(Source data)
/---

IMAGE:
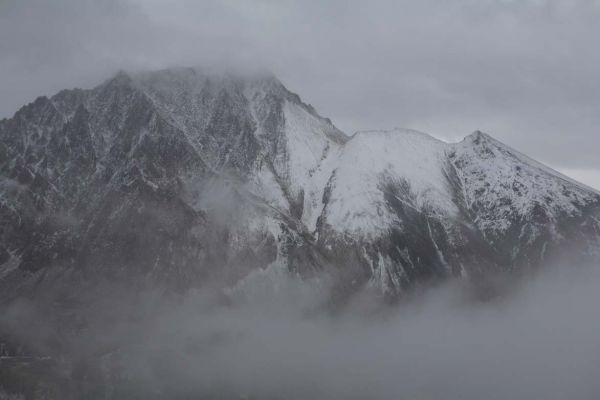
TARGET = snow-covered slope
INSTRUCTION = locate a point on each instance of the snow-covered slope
(189, 176)
(356, 203)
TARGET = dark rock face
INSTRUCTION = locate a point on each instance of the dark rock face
(183, 177)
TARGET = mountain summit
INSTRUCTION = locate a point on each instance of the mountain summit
(184, 177)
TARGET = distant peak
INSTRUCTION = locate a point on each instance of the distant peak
(119, 79)
(397, 132)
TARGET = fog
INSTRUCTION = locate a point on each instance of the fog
(524, 71)
(274, 337)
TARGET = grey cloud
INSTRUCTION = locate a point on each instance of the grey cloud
(524, 71)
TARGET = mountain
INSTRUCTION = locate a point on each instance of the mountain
(188, 177)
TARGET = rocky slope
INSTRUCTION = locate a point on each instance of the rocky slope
(185, 177)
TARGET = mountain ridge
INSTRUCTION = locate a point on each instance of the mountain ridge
(188, 177)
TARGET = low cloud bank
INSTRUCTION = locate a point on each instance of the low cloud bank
(272, 339)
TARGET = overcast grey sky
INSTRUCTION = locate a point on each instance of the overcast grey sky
(525, 71)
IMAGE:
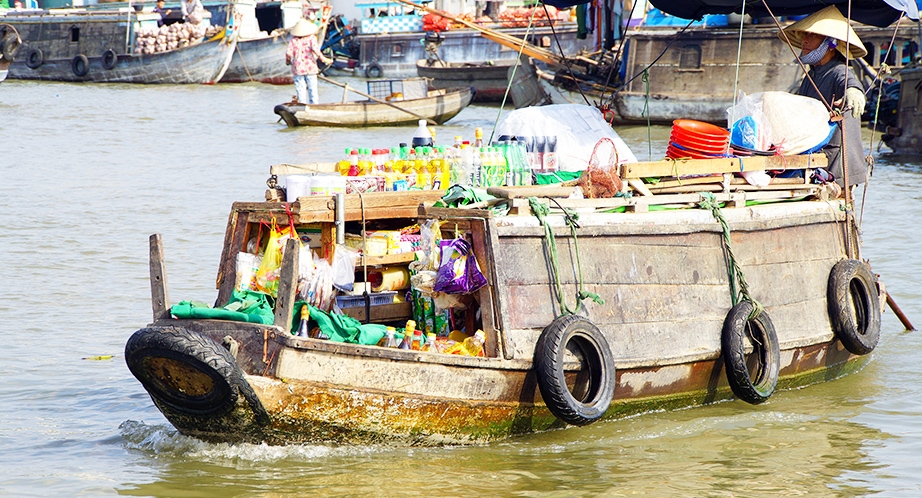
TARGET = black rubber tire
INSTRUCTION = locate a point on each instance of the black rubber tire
(738, 326)
(80, 65)
(9, 46)
(109, 59)
(854, 308)
(149, 352)
(550, 351)
(35, 58)
(374, 71)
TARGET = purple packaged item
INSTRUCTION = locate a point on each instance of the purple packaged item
(458, 271)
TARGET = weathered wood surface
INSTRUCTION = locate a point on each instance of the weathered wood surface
(679, 167)
(159, 289)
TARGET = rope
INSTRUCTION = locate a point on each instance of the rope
(541, 211)
(739, 288)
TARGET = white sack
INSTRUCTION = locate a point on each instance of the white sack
(578, 128)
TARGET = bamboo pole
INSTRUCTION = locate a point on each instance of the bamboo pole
(380, 101)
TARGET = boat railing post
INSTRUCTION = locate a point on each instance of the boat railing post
(288, 285)
(159, 295)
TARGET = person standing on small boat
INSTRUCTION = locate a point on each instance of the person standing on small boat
(192, 10)
(302, 54)
(827, 42)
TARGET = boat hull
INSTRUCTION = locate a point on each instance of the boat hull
(488, 79)
(440, 106)
(663, 280)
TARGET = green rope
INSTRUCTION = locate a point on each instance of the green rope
(541, 211)
(734, 272)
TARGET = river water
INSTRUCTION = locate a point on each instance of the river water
(88, 172)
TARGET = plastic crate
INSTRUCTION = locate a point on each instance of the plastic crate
(376, 298)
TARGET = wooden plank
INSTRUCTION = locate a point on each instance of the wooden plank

\---

**TASK STATEMENT:**
Omit the pictures and reproduce the records above exactly.

**EXERCISE OUTPUT:**
IMAGE:
TARGET = snow-covered slope
INSTRUCTION = locate a point on each instance of the snow-covered slope
(189, 176)
(356, 203)
TARGET = dark rock face
INSTRUCTION = locate a point on each instance of the dark rock face
(183, 177)
TARGET = mountain summit
INSTRUCTION = locate a point on each instance of the mountain summit
(184, 177)
TARGET = distant peak
INSTRUCTION = locate a point on each instance of the distant peak
(119, 79)
(397, 132)
TARGET = fog
INSTRUCTION = locate a point on each instance of the fog
(524, 71)
(274, 337)
TARGET = grey cloud
INSTRUCTION = locate a point on each instance of the grey cloud
(524, 71)
TARGET = mountain
INSTRUCTION = locate a point on each instance of the mountain
(188, 177)
TARGET = rocky slope
INSTRUCTION = locate a point on each instance of the rocky slope
(185, 177)
TARGET = mountain ridge
INSTRUCTION = locate a point on each instance of the mountain ridge
(188, 177)
TARGET = low cloud bank
INSTRUCTION = locate a point on each instance of the low cloud bank
(272, 339)
TARGET = overcast grey sky
INSTRUCTION = locate a point on each instance of the overcast grey sky
(525, 71)
IMAGE:
TARGET = black rubber tire
INSTRUCTION = locate a point on each instance of the black rubber tire
(738, 326)
(80, 65)
(9, 46)
(109, 59)
(854, 308)
(149, 352)
(550, 351)
(35, 58)
(374, 71)
TARGET = purple packaged item
INSTRUCTION = locate a point on each instance of the purple packaged item
(458, 271)
TARGET = weathered wood surface
INSTRUCTION = locate a point on each instance of the weathered wood surface
(679, 167)
(159, 289)
TARGET = rope
INSTRUCTION = locate a point on each instance of the rope
(541, 211)
(739, 288)
TARGET = white sack
INSTRUCTION = locate a point on each instance of the white sack
(578, 128)
TARGET = bamboo pole
INSTRUCTION = locate a point on each instance of the bamboo pole
(380, 101)
TARGET = boat railing post
INSTRUCTION = locate a point on each instance of the boat railing post
(288, 285)
(159, 295)
TARGET = person standing on small boat
INSTRUCTION = locate a point on each instance of the person standing on small boat
(192, 10)
(302, 54)
(827, 42)
TARGET = boat hull
INSTRUCTION = locate a point on each instance of the boat hull
(488, 79)
(440, 106)
(663, 280)
TARGET = green rope
INSTRUCTION = locate a point on each instance of the green rope
(541, 211)
(734, 272)
TARGET = river water
INSTRUCTION = locate a point on each instance of the river water
(88, 172)
TARGET = plastic crate
INSTRUCTION = locate a point on each instance of the plastic crate
(376, 298)
TARGET = wooden plank
INSTRUCTION = locate a point on each instance of the wooden plank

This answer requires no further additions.